Action item: Give the number of lines in the listing that contain the word "grass", and nothing besides.

────────────────────────────────────────

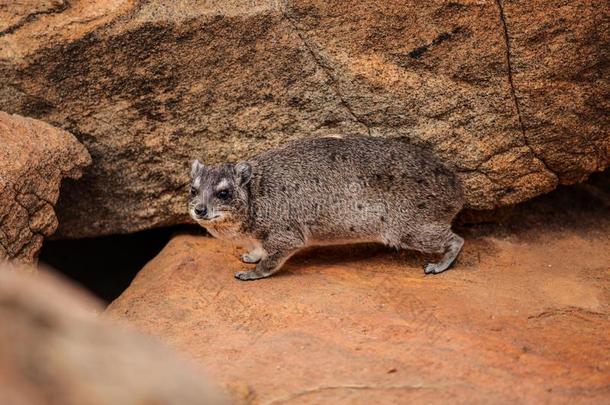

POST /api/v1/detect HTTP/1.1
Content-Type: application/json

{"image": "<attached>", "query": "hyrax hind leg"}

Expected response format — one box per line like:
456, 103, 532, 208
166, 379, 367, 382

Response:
390, 224, 464, 275
423, 231, 464, 275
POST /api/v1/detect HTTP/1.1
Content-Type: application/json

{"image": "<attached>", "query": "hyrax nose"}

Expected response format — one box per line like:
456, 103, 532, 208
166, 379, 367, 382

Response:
194, 205, 207, 218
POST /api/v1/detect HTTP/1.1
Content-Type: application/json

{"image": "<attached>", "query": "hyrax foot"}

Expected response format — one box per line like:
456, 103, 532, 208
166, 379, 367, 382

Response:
424, 262, 447, 275
234, 270, 271, 281
240, 253, 261, 264
423, 233, 464, 275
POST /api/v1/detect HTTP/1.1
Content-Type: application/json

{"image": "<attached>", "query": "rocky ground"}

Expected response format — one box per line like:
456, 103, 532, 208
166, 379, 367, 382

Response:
106, 182, 610, 404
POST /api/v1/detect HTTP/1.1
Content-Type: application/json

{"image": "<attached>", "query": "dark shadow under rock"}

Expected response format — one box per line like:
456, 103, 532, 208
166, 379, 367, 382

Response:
39, 225, 204, 303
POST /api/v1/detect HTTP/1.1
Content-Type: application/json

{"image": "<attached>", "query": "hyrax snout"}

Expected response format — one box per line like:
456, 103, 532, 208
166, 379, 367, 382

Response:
189, 136, 464, 280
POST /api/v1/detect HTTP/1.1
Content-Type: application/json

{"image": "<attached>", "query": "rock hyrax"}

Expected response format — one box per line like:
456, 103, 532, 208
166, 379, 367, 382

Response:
189, 136, 464, 280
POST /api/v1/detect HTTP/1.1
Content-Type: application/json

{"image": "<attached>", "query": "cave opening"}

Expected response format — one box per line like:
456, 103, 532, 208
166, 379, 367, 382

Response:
39, 225, 204, 304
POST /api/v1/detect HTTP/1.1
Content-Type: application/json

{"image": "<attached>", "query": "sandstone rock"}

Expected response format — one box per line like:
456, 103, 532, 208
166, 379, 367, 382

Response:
0, 263, 227, 405
501, 0, 609, 183
0, 111, 90, 263
106, 190, 610, 404
0, 1, 608, 237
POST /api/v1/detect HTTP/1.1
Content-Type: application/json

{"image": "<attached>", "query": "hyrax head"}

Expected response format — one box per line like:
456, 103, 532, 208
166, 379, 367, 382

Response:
188, 160, 252, 226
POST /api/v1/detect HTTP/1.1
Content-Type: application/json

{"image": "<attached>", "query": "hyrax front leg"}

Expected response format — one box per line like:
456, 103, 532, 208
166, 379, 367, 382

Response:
240, 243, 266, 264
424, 232, 464, 275
235, 234, 301, 281
241, 252, 262, 264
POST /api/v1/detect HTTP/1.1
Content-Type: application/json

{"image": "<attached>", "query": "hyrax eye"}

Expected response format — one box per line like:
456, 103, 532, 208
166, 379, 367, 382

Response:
190, 186, 198, 197
216, 190, 230, 200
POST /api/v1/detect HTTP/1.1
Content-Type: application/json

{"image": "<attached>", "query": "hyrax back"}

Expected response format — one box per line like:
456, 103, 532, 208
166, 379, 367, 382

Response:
189, 136, 464, 280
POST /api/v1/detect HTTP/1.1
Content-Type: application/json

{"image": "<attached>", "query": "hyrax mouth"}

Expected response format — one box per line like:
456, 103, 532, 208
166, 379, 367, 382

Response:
195, 213, 224, 223
201, 215, 221, 222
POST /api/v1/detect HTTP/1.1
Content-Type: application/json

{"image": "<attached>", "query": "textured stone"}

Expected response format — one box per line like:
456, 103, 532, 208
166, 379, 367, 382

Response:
0, 111, 90, 263
0, 263, 227, 405
501, 0, 609, 183
0, 0, 607, 237
106, 188, 610, 404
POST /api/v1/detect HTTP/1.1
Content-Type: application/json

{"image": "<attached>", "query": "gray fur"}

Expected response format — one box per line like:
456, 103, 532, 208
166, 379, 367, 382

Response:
189, 136, 465, 280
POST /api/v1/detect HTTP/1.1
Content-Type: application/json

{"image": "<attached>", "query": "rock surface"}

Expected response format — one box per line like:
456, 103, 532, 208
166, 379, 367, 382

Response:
106, 186, 610, 404
1, 0, 608, 237
0, 263, 226, 405
0, 111, 90, 263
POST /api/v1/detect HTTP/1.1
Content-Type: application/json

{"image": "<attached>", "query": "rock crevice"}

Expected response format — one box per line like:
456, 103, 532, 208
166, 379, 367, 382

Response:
0, 1, 71, 37
494, 0, 556, 179
282, 6, 372, 136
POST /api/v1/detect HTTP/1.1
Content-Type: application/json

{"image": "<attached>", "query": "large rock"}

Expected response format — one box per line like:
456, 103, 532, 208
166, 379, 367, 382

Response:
0, 111, 90, 263
0, 0, 608, 237
106, 189, 610, 404
0, 263, 226, 405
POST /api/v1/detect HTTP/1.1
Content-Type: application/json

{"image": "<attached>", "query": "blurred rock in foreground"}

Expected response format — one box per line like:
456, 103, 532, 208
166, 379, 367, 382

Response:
0, 263, 227, 405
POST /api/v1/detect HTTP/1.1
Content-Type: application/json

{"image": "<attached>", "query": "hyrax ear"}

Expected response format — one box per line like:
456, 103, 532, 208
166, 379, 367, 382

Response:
235, 162, 252, 186
190, 159, 205, 178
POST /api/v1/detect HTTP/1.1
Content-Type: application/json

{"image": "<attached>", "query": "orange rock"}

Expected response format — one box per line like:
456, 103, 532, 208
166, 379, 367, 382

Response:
0, 111, 90, 263
1, 1, 607, 237
106, 195, 610, 403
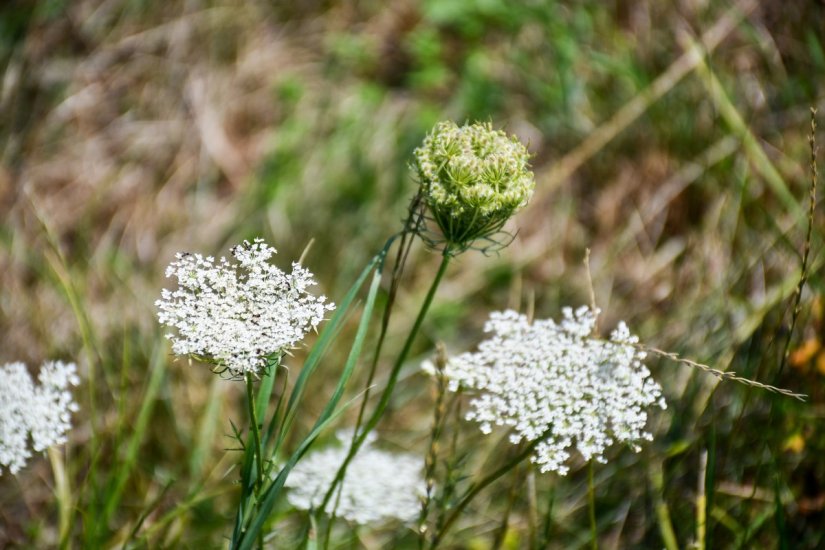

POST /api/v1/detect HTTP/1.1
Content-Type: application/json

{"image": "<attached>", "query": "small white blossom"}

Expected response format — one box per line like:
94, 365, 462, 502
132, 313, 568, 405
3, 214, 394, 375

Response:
156, 239, 335, 376
435, 307, 666, 475
0, 361, 80, 475
285, 431, 425, 524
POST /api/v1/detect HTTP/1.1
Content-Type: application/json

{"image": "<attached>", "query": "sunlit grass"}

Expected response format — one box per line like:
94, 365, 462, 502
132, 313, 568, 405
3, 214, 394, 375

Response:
1, 0, 823, 548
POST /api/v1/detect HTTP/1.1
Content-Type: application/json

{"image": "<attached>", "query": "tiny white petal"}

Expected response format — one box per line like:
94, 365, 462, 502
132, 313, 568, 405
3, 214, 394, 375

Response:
433, 306, 665, 475
156, 239, 335, 376
285, 431, 425, 525
0, 361, 79, 476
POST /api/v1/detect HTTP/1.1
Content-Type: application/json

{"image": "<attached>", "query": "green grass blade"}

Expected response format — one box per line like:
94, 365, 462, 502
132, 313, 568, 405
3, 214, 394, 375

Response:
256, 362, 278, 426
189, 375, 224, 483
263, 368, 289, 453
313, 251, 385, 429
102, 343, 167, 527
275, 237, 394, 453
704, 424, 716, 550
240, 254, 386, 547
236, 394, 363, 550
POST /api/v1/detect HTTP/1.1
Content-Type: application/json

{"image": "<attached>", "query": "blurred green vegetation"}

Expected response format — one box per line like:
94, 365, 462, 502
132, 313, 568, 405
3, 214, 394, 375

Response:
1, 0, 823, 547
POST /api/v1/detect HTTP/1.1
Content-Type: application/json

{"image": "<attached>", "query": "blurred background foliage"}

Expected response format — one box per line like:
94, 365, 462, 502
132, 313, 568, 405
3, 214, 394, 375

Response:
0, 0, 824, 547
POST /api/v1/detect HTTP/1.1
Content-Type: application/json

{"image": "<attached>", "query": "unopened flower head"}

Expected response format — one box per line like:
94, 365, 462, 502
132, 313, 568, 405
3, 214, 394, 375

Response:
412, 121, 535, 251
432, 307, 665, 475
156, 239, 334, 376
0, 361, 80, 476
285, 430, 425, 524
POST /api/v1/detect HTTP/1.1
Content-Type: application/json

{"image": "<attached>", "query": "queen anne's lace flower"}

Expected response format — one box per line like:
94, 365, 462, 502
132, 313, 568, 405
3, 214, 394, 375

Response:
435, 307, 666, 475
285, 431, 425, 524
412, 121, 535, 249
156, 239, 334, 376
0, 361, 79, 475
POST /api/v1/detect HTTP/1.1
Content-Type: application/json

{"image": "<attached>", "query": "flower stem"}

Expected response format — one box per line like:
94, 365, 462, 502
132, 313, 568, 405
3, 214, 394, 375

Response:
48, 446, 72, 549
430, 433, 548, 548
320, 250, 452, 512
245, 373, 264, 496
589, 462, 598, 550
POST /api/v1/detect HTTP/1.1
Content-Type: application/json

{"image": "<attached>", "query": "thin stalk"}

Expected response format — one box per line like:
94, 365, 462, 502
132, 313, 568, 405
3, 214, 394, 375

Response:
433, 393, 463, 538
245, 373, 264, 497
588, 462, 598, 550
419, 344, 450, 548
491, 467, 523, 550
320, 250, 452, 512
349, 195, 423, 441
696, 450, 708, 550
527, 466, 538, 549
49, 447, 72, 550
430, 432, 548, 548
778, 107, 818, 380
649, 462, 679, 550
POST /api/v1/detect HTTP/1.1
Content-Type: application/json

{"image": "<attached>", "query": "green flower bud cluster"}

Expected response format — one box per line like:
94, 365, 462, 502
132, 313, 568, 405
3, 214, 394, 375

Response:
413, 121, 535, 250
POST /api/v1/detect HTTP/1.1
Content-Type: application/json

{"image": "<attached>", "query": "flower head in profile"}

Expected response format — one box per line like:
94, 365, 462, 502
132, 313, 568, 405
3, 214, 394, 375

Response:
1, 361, 79, 476
285, 430, 425, 525
412, 120, 535, 252
156, 239, 334, 377
431, 307, 665, 475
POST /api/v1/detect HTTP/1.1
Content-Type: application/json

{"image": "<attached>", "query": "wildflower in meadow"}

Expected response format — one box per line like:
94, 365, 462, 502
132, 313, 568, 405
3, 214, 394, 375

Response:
0, 361, 79, 475
285, 431, 425, 525
413, 120, 535, 251
426, 307, 666, 475
156, 238, 334, 376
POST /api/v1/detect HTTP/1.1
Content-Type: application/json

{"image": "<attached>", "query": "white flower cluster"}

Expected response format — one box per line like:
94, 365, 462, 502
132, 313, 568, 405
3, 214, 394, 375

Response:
156, 239, 334, 376
431, 307, 666, 475
412, 121, 535, 247
285, 431, 425, 524
0, 361, 79, 475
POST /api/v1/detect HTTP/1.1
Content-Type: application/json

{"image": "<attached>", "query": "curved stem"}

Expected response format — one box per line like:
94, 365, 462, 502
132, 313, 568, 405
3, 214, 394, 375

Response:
320, 250, 452, 512
430, 433, 547, 549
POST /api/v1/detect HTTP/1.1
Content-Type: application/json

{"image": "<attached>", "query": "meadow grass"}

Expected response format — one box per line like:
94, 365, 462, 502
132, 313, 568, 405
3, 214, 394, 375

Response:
1, 0, 823, 548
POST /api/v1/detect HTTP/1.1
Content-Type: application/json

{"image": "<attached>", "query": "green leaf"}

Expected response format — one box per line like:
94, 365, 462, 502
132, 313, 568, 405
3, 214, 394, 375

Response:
274, 237, 393, 454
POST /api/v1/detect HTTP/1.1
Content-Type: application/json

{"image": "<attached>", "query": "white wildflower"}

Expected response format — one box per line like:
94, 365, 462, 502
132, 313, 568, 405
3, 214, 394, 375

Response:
0, 361, 80, 475
285, 431, 425, 524
156, 239, 335, 376
436, 307, 666, 475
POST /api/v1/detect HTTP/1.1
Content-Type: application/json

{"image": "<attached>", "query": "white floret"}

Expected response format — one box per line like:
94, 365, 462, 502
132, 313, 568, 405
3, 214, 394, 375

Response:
285, 431, 425, 524
433, 307, 665, 475
0, 361, 79, 476
156, 239, 335, 376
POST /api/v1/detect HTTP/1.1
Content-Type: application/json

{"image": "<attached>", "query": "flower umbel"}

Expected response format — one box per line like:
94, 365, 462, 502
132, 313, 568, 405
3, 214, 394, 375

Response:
432, 307, 666, 475
156, 239, 334, 376
285, 431, 425, 524
0, 361, 79, 476
412, 120, 535, 252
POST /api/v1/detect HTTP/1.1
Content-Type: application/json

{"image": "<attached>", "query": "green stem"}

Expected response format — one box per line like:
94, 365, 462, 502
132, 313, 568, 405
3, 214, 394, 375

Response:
320, 250, 452, 512
349, 224, 418, 445
430, 433, 547, 548
589, 462, 598, 550
245, 373, 264, 497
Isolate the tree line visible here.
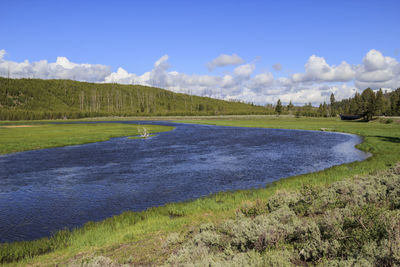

────────────────────────────────────────

Exercise solution: 3